Text under study –
________
Oil Prices Expected to Remain Above $80 in 2024

Hirschman Oil Supply News

By Cassia PazPublished On: May 6, 2024Categories: Daily Market News & Insights

In a year marked by geopolitical tensions and strategic production cuts, oil prices are anticipated to sustain levels above $80 a barrel. According to the latest Reuters oil poll, analysts have adjusted their 2024 forecasts for Brent and West Texas Intermediate (WTI) crude, underscoring the ongoing challenges and risks shaping the global oil market.

The poll, which included 43 economists and analysts, suggests that Brent crude will average $84.62 a barrel in 2024, up from a previous consensus of $82.33. This adjustment marks the second consecutive upward revision this year, with Brent prices averaging around $83.50. Similarly, forecasts for WTI have been raised to $80.46 a barrel from the earlier prediction of $78.09.

Factors Driving the Forecast

Analysts attribute this outlook to a combination of higher-than-anticipated demand and ongoing supply restrictions. Suvro Sarkar, energy sector team lead at DBS Bank and one of the analysts surveyed by Reuters, explained that oil market fundamentals remain tighter than expected in the first half of the year. He added, “Demand trends have been more positive than expected, which should continue to support oil prices through inventory drawdowns, especially given the extended OPEC+ supply cuts.”

The International Energy Agency (IEA) aligns with this view, reporting that global oil demand growth is consistent with pre-COVID trends. The IEA projects a rise in global oil demand by 1.2 million barrels per day (mbpd) in 2024, with most poll respondents forecasting demand increases between 0.9 and 1.4 mbpd.
________
Source material –

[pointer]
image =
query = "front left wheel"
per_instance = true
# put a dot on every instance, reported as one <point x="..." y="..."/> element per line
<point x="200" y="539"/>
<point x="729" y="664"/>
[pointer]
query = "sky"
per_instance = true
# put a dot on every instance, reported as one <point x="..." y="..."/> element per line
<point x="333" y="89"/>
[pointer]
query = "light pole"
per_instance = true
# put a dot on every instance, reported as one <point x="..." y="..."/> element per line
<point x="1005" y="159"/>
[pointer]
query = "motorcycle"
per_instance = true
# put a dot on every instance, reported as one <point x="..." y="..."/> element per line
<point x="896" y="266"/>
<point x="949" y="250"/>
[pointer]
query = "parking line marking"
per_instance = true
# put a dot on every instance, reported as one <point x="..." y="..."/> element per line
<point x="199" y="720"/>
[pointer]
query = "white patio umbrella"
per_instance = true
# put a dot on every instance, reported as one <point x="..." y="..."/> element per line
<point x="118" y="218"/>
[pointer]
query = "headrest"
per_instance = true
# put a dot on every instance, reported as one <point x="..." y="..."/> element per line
________
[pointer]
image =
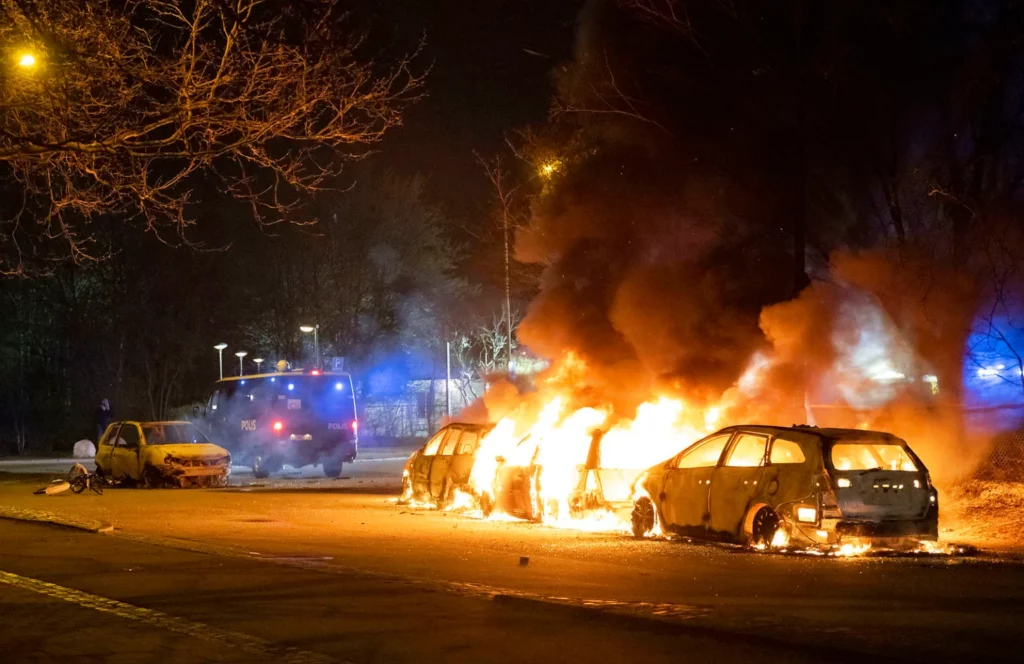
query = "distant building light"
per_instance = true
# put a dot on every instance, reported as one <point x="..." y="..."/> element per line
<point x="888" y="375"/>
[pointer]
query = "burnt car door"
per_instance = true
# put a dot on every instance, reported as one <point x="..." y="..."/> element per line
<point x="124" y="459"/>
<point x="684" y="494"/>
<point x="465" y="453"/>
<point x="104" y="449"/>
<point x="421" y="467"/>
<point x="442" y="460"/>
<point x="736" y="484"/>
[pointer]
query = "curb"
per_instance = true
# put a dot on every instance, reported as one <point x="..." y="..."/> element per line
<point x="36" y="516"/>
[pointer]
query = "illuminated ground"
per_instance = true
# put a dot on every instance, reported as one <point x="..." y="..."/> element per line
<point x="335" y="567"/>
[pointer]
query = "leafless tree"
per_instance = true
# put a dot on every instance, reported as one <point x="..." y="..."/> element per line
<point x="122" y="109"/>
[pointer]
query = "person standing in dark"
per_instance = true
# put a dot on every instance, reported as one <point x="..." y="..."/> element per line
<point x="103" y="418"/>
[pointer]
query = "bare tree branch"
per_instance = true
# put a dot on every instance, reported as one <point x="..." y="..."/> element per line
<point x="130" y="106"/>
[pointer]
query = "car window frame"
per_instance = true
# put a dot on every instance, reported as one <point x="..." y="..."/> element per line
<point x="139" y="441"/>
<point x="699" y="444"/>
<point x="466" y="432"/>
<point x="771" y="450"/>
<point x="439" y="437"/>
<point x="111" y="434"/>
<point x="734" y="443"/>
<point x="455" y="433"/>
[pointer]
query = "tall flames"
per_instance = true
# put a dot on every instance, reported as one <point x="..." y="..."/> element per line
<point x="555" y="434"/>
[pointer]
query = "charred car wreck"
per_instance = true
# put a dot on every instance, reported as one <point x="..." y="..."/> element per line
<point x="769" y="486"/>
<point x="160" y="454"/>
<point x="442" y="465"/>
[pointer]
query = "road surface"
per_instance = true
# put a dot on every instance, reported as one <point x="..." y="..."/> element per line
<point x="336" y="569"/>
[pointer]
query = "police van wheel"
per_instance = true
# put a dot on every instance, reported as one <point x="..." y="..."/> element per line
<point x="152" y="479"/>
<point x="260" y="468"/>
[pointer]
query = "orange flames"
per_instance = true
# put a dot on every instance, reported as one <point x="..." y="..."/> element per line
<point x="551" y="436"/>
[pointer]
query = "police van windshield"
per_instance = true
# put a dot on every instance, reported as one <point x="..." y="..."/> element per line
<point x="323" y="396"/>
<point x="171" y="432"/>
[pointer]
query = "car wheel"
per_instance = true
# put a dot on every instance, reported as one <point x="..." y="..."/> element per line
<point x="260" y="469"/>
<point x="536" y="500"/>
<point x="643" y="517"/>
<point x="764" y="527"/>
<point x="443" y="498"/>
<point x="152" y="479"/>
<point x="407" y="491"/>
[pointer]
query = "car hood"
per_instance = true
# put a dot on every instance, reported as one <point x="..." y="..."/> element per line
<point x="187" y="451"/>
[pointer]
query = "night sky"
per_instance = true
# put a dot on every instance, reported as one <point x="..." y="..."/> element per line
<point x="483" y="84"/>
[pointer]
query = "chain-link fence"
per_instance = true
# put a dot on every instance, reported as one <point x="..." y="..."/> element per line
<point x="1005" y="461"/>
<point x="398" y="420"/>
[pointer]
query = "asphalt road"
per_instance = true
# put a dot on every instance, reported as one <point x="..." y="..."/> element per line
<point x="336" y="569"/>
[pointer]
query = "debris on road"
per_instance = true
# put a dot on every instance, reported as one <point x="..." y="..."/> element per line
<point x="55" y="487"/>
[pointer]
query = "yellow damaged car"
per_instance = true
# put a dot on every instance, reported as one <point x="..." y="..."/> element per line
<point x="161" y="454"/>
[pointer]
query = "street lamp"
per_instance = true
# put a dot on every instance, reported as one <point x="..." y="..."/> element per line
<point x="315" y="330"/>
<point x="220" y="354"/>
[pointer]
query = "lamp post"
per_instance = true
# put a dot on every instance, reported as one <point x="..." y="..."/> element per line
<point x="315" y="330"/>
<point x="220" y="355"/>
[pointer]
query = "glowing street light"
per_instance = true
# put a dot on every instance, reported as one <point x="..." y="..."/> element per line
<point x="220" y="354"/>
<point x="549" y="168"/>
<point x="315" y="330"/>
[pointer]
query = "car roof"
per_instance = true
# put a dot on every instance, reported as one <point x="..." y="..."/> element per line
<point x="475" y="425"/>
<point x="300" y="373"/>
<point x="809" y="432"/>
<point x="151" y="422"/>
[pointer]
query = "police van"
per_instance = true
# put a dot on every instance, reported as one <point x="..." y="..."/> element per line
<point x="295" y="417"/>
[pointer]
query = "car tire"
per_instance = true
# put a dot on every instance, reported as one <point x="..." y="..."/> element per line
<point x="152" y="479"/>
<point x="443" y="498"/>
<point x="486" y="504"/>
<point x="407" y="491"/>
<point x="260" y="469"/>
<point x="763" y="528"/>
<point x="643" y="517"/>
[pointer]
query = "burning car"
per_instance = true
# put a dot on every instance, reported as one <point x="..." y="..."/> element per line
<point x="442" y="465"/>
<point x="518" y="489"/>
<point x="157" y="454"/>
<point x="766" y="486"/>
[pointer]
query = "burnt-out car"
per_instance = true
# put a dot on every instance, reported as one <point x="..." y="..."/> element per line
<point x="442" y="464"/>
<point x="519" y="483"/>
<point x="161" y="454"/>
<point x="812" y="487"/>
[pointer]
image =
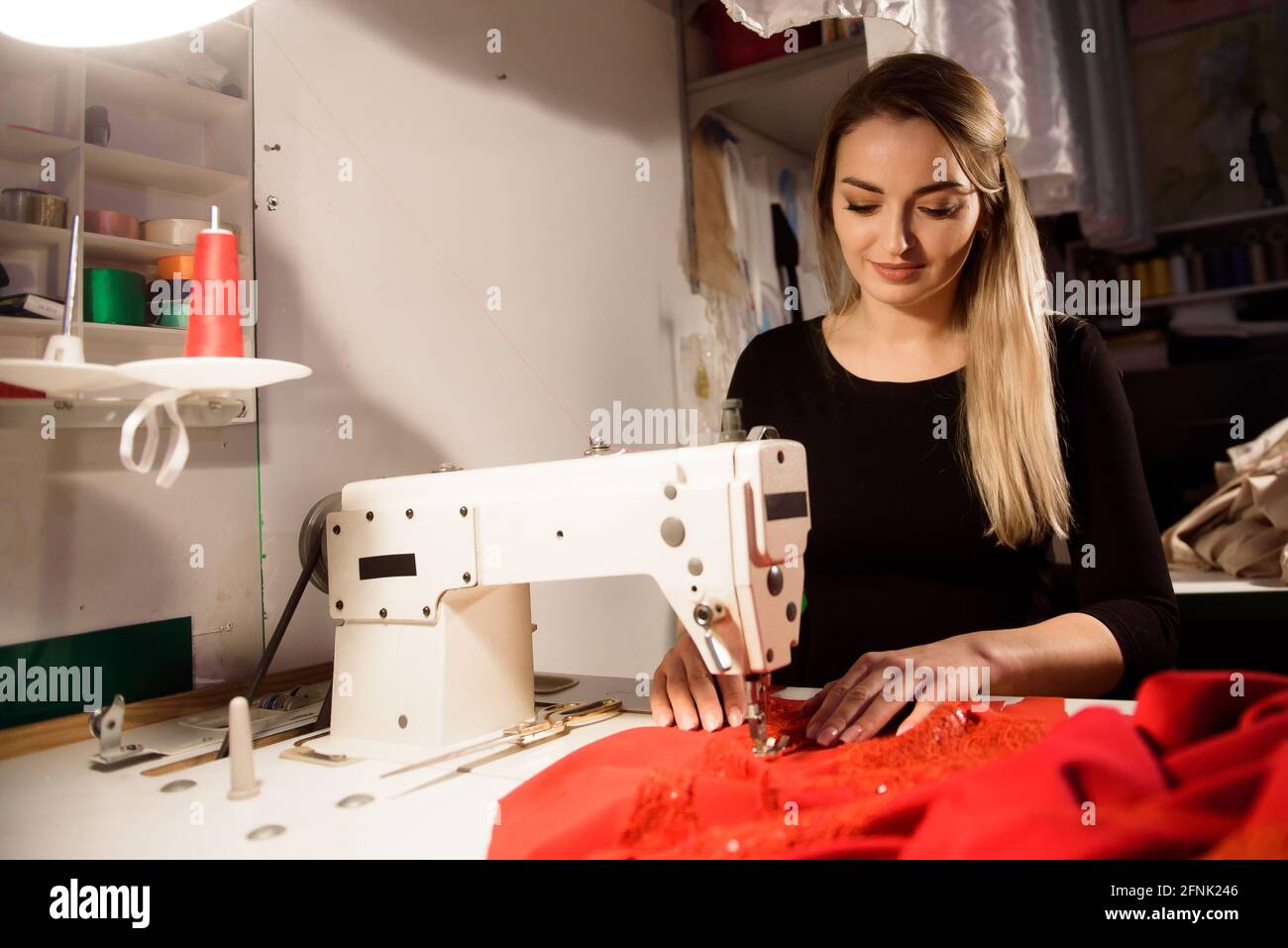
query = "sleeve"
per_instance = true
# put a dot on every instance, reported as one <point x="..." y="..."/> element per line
________
Problems to solve –
1. In the article on 2024 oil prices, what average Brent crude price per barrel did the poll forecast for 2024?
2. Write the next part of the article on 2024 oil prices, starting after its last sentence.

Task-by-task answers –
1. $84.62 a barrel.

2.
Geopolitical Risks and Supply Dynamics

The ongoing conflict in the Middle East and the resultant geopolitical risks are significant factors underpinning these forecasts. Analysts at the Economist Intelligence Unit highlight that global oil demand is poised to reach another record high, driven by robust consumption in developing nations. These dynamics are expected to maintain a floor under oil prices, with most analysts agreeing that a rise to $100 a barrel is unlikely despite the volatility.

On the supply side, the OPEC+ group, led by Saudi Arabia and Russia, is anticipated to continue its production cuts beyond June. This decision is likely to keep the supply-demand balance in deficit. However, while U.S. oil production is expected to grow, the emphasis on prioritizing shareholder returns over production expansion in the U.S. shale industry could temper this growth.

As the year progresses, the oil market continues to face a complex interplay of heightened demand and constrained supply, influenced significantly by geopolitical instability and strategic production decisions. While the forecasts suggest stability above $80 a barrel, the market remains sensitive to any significant geopolitical developments or changes in production strategies by major oil-producing nations.